■ TASK BRIEF ■
Set down exactly the stretch of lines below that opens at the line containing "For each instance of the woven" and continues through the last line of the entries, and nothing else.

━━━

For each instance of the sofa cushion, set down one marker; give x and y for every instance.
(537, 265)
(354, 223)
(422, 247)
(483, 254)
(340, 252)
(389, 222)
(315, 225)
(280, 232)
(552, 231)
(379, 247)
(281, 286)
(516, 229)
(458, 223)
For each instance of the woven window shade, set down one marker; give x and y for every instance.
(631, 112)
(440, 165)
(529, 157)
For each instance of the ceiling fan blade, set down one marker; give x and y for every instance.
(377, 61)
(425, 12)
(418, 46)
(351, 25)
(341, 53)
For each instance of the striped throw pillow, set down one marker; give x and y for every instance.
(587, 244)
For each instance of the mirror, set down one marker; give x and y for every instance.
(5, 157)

━━━

■ ANSWER SECTION ■
For each instance of the woven window shade, set down one marker; give x and y for every instance.
(631, 112)
(440, 165)
(529, 157)
For each instance of the ceiling fan blade, set down one marker; give x and y for every instance.
(377, 61)
(425, 12)
(418, 46)
(351, 25)
(341, 53)
For each instance of the striped throw pillow, set down one marker; give x and y for every instance.
(587, 244)
For each instance of the mirror, set down one marker; give x and y for every instance.
(5, 157)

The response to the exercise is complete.